▶ [MATERIAL FOR THIS EXERCISE]

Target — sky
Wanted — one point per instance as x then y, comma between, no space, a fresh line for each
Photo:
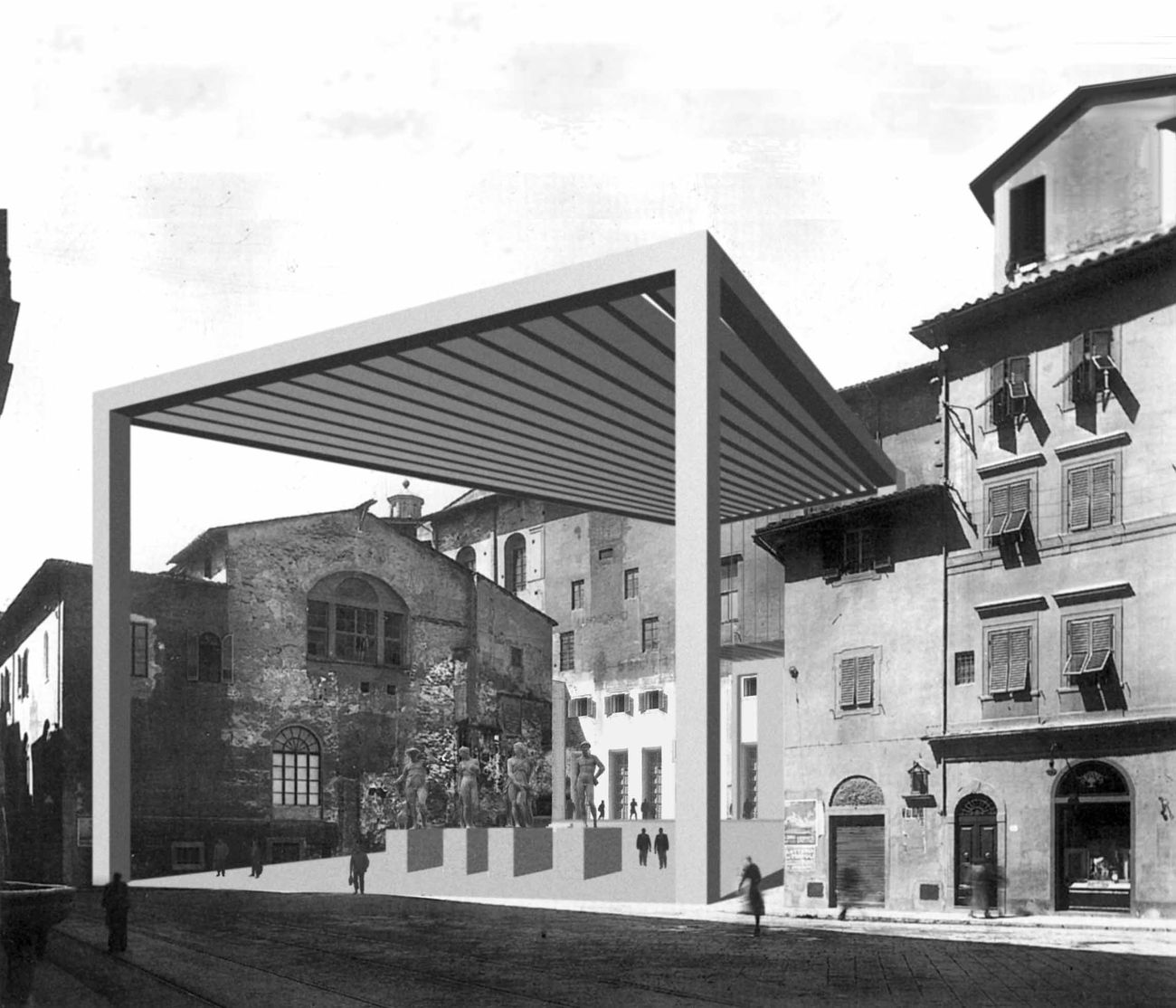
181,187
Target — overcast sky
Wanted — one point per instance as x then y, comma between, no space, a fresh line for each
185,186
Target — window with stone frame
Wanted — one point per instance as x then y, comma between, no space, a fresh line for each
1090,495
1008,660
356,618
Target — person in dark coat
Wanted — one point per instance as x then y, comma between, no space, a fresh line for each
753,878
643,842
117,903
661,844
359,868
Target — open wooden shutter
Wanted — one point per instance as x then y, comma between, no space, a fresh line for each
192,658
1078,505
1019,659
999,661
1102,642
865,680
1102,494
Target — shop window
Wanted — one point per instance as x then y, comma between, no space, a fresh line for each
651,700
1089,644
618,703
140,655
1008,512
1090,495
855,680
650,632
568,651
1027,223
357,619
297,756
1010,651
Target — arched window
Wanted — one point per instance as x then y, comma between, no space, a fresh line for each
517,562
356,618
297,757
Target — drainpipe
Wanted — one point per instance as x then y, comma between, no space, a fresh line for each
944,518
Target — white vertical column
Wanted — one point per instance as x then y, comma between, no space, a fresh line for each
110,717
697,574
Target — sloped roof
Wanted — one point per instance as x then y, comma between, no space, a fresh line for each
1066,112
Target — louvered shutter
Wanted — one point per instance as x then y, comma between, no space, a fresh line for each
1078,507
848,681
999,661
1077,646
1019,660
1102,494
192,658
865,680
1102,642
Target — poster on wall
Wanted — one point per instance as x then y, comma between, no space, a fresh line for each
802,830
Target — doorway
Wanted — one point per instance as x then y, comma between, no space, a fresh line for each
975,842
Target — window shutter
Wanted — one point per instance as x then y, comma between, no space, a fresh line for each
999,661
1102,642
1019,659
1078,507
1102,492
1077,646
848,681
865,680
192,658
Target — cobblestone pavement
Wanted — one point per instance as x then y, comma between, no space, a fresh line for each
232,948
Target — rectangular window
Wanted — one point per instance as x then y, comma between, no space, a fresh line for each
139,651
650,632
857,685
1008,510
1092,366
581,707
651,700
354,632
1089,644
1090,495
393,639
1008,660
965,667
618,703
318,623
1027,223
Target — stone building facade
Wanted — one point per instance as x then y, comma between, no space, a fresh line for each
279,671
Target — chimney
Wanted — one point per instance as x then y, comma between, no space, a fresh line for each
406,512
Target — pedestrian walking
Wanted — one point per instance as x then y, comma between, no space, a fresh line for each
357,870
643,842
661,846
117,903
752,878
220,856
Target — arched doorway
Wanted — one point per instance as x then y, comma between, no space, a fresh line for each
1093,863
857,842
975,842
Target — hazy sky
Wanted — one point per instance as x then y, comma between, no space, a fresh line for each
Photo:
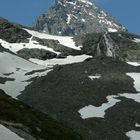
127,12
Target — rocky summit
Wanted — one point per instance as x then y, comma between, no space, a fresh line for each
76,79
72,17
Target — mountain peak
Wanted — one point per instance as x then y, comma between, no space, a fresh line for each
74,2
72,17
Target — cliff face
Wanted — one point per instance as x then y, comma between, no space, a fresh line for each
72,17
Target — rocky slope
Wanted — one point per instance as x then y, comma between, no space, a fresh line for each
86,84
72,17
30,124
67,89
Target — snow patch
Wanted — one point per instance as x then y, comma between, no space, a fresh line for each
69,18
6,134
136,77
86,1
94,77
137,125
56,61
137,40
15,47
18,67
133,135
63,40
112,30
93,111
134,63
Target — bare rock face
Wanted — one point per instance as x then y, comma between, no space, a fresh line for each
72,17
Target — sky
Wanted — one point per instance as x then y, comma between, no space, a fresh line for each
25,12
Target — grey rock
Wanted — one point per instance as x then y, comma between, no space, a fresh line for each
12,33
72,17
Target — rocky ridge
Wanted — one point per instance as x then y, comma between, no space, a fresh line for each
73,17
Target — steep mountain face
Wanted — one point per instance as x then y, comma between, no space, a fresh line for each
72,17
87,84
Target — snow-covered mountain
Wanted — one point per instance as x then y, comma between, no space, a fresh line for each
72,17
82,71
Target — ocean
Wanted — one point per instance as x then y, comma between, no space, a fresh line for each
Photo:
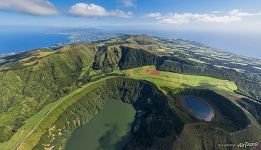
238,43
21,41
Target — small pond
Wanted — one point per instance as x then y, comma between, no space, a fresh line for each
109,129
199,108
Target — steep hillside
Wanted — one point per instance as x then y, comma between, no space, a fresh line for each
46,93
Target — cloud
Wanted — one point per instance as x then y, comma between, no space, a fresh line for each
185,18
93,10
156,15
127,3
32,7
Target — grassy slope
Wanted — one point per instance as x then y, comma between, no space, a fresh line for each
177,81
28,135
28,88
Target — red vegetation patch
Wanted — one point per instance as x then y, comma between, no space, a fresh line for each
153,72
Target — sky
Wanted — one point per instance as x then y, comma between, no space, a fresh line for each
195,15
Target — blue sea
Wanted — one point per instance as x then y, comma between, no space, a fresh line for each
13,39
21,41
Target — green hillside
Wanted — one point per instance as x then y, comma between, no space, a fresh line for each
47,93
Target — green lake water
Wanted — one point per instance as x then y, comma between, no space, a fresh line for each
109,129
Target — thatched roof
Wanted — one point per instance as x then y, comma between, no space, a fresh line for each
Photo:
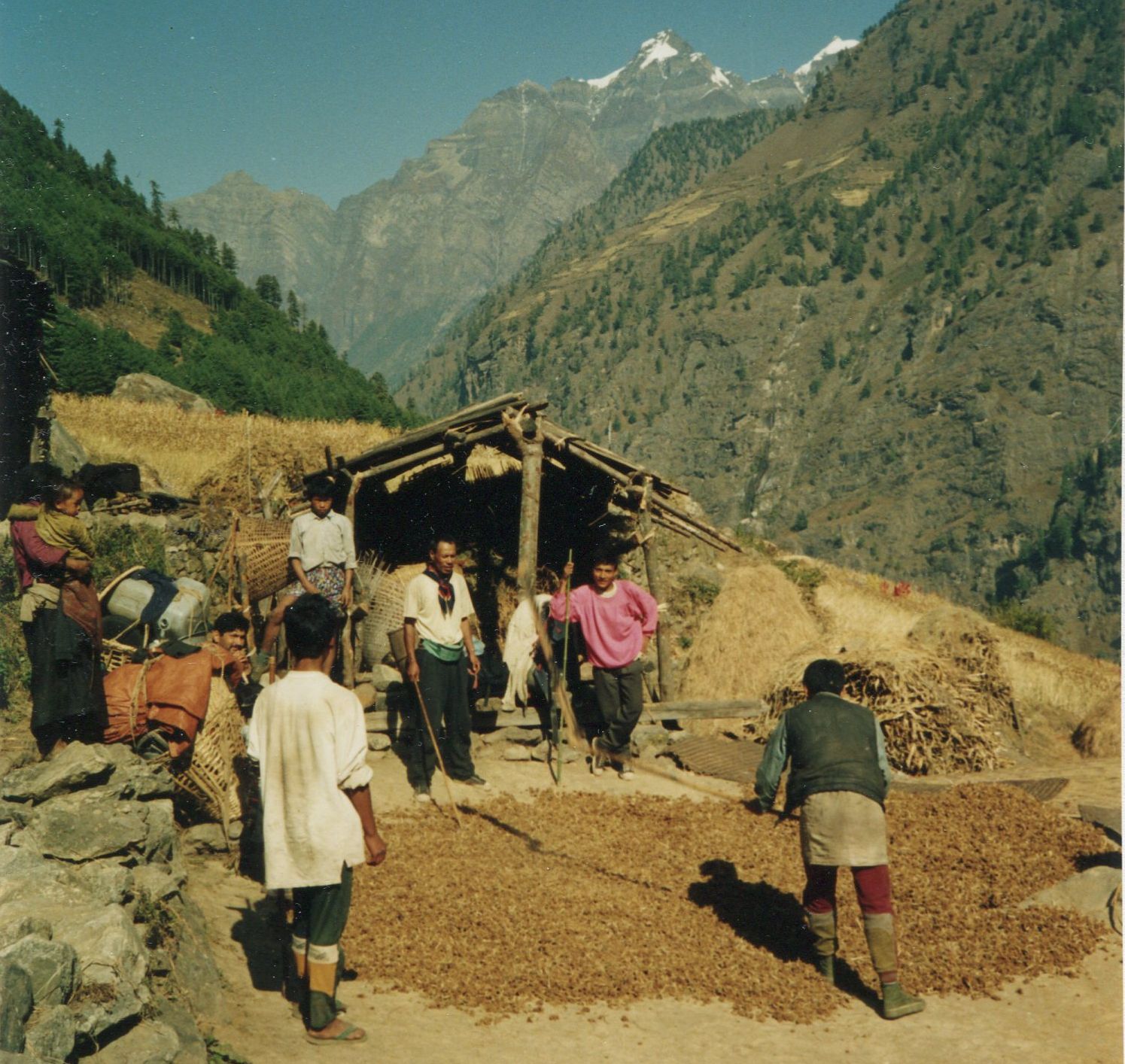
477,440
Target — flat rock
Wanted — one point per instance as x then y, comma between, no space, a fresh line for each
72,828
73,768
156,882
205,838
14,812
151,1041
195,966
52,1038
15,1006
108,945
20,927
161,841
93,1019
107,880
149,388
1087,892
52,968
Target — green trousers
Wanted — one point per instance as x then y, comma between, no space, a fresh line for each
320,914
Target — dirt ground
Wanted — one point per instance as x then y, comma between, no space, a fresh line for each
1077,1018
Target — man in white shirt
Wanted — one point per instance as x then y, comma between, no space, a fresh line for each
322,554
440,659
307,736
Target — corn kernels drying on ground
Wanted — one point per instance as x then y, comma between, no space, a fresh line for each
575,899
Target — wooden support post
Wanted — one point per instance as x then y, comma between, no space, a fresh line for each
654,570
524,429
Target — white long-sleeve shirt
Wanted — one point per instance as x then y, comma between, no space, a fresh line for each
307,736
318,540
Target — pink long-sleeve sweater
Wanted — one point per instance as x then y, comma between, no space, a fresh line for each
613,625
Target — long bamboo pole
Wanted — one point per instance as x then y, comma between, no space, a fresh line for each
436,750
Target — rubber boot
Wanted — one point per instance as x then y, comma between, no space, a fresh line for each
879,929
897,1002
822,926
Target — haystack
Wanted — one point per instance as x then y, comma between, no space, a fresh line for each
1100,734
941,694
757,620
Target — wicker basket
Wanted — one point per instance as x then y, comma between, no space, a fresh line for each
263,554
386,613
114,655
211,777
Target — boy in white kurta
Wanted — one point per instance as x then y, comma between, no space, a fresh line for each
309,738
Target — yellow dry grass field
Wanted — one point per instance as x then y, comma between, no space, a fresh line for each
574,900
975,679
207,454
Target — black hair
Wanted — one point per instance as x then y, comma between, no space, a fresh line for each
232,621
34,480
309,625
59,491
824,675
321,486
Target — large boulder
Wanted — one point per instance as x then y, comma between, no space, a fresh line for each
147,388
147,1043
81,827
51,966
52,1038
15,1006
77,768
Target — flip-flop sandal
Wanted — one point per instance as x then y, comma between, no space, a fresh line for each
342,1038
295,1008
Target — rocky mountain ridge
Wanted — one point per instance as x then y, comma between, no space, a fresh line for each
393,266
888,334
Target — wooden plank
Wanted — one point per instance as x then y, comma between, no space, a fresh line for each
738,709
436,429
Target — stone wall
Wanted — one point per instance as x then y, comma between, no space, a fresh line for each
100,950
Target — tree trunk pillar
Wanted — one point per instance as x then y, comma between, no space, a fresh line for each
657,586
531,448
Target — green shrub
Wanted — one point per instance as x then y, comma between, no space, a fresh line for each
808,579
1022,618
120,547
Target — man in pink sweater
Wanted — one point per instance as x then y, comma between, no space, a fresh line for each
618,619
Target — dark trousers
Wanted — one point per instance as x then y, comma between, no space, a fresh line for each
445,688
619,694
320,914
872,889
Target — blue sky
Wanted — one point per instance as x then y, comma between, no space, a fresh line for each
330,97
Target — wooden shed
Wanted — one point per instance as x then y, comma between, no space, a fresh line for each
514,487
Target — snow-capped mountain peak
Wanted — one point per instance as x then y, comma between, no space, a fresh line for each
657,49
838,44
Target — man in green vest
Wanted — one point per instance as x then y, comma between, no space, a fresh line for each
838,777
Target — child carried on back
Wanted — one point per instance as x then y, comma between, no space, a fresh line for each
59,524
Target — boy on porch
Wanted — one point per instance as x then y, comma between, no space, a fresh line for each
322,552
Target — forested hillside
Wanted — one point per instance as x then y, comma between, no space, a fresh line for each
889,333
91,234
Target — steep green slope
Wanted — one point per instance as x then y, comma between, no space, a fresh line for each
883,333
88,233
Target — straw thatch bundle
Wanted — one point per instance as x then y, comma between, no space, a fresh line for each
1099,734
941,695
757,620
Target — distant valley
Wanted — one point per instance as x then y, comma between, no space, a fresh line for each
393,266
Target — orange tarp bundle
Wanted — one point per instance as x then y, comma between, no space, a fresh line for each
166,693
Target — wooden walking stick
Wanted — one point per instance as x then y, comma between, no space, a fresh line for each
436,750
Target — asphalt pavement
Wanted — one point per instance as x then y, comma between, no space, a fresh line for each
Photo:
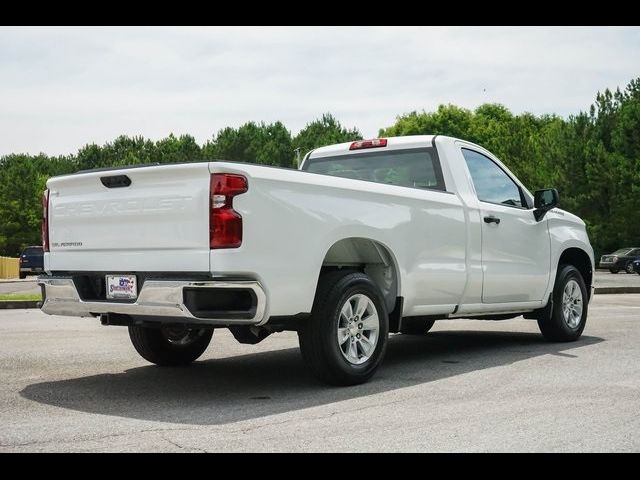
69,384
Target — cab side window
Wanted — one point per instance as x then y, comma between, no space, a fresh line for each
492,184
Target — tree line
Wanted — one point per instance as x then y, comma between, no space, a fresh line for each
593,158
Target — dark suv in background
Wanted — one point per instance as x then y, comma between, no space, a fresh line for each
621,259
31,261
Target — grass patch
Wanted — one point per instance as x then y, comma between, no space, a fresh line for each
10,297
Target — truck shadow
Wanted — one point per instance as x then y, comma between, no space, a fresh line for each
232,389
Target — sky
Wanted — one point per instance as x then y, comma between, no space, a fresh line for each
62,88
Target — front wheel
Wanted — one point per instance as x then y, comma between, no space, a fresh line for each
170,345
570,304
345,339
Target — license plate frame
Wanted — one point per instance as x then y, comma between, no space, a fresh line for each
121,287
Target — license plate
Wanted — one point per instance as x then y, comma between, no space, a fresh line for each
122,286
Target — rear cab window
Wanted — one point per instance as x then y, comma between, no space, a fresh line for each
414,168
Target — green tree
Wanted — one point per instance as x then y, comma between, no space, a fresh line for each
265,144
324,131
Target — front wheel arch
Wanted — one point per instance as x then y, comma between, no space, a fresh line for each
581,260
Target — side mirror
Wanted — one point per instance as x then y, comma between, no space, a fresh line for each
543,201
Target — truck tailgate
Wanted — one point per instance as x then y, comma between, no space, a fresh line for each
159,222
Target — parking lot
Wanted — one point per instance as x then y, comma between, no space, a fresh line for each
72,385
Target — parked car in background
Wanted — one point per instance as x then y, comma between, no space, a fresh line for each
621,259
31,261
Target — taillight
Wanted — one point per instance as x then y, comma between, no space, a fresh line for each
225,224
373,143
45,220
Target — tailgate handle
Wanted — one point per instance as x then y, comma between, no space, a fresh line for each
116,181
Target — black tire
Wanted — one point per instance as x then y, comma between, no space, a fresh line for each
554,327
416,325
164,348
318,337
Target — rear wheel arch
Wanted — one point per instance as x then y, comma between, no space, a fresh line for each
368,256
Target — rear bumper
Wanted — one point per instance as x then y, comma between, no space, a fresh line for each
158,298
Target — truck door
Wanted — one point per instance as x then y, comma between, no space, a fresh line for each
516,249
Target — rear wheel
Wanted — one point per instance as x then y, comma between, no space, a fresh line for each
416,325
345,339
570,304
170,345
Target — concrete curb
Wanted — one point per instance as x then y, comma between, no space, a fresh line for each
13,304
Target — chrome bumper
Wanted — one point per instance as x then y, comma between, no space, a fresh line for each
159,298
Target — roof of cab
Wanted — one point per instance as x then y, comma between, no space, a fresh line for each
409,141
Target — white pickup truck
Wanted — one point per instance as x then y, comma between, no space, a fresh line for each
366,238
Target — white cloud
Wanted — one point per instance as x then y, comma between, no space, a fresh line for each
63,87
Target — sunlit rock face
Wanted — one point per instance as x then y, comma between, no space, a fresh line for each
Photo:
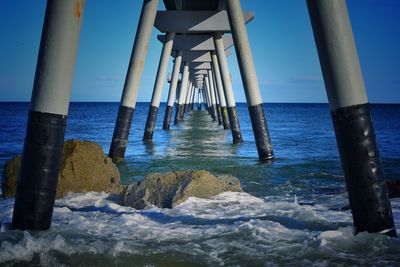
84,168
167,190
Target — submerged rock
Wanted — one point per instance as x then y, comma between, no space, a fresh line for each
83,168
167,190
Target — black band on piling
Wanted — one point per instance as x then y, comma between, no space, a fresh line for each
261,133
219,115
366,186
121,133
235,127
150,124
182,112
214,112
177,114
225,118
40,166
167,117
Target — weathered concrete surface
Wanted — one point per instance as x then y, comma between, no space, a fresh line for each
167,190
393,188
83,168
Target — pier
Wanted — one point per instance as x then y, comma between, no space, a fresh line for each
199,36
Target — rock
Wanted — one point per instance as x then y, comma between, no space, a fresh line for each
393,188
83,168
167,190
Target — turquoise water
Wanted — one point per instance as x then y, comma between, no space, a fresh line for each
291,213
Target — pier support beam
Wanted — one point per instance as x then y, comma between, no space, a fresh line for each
227,84
132,82
199,100
366,186
249,79
182,93
210,85
172,90
158,87
44,139
220,88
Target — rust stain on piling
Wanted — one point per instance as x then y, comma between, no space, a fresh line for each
78,9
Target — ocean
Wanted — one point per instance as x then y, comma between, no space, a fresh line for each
291,213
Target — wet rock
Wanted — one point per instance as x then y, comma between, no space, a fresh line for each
393,188
167,190
83,168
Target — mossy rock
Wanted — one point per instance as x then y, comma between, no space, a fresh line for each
167,190
84,168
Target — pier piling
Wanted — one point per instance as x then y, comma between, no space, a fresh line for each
365,181
249,79
218,81
182,93
227,85
123,123
158,87
44,138
172,91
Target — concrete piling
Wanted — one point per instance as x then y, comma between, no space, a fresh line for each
210,85
366,185
249,79
182,93
219,86
172,90
158,87
132,82
44,139
199,100
217,98
227,85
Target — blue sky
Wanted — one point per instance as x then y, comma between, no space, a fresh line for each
281,40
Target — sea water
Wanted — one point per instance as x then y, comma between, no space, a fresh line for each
291,214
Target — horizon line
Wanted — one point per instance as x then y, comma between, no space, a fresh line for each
380,103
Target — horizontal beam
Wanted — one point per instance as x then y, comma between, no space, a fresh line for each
199,71
203,42
200,65
195,21
198,56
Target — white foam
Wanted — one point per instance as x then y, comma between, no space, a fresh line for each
231,223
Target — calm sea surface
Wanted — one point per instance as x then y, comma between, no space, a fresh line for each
290,214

▶ [GIVEN INSTRUCTION] Reproduce exactly the lines from the one containing "Target — wet rock" through the last line of the records above, including both, and nothing else.

▶ [ANSWER BELOW]
Target — wet rock
Wanted — one point per instance as x then y, comma between, no space, a fresh line for each
393,188
167,190
83,168
Target — mossy rock
Wanted — one point per instance as x then y, comma between, no space, a fresh line for each
167,190
84,168
Target — pier piling
Wanted — one point per instance as x then y, comma between, no space, a fresh line for each
365,181
249,79
218,81
182,93
227,85
123,123
158,87
44,138
172,91
Target — concrete piling
Wanted — one point per instance as x then y, comma between, no space, a fresh line for each
210,85
366,185
249,79
182,93
219,86
172,90
158,87
132,82
44,139
199,100
217,98
227,85
Target — blue sky
Wanted — one point per instance as x then y, comma between, no space, a fresh line for each
281,40
Target — sea water
Wanted — one point per instance as x then y, comma between, no space, a fresh line for each
291,214
Target — horizon line
Wanted — one point per instance as x then y, comma between, no space, a fresh line for each
380,103
Target — horizontal beam
Wanted — one point per instance as x then y, comma between, no space, a fresh line for each
199,71
203,42
200,65
195,21
198,56
Target — white foam
Wanted — one point per instance as x then y, comma between, no space, a fresh line for each
231,223
Target — calm sea surface
Wanted — one point per instance as x then y, comma between, no space, a fresh line for each
290,214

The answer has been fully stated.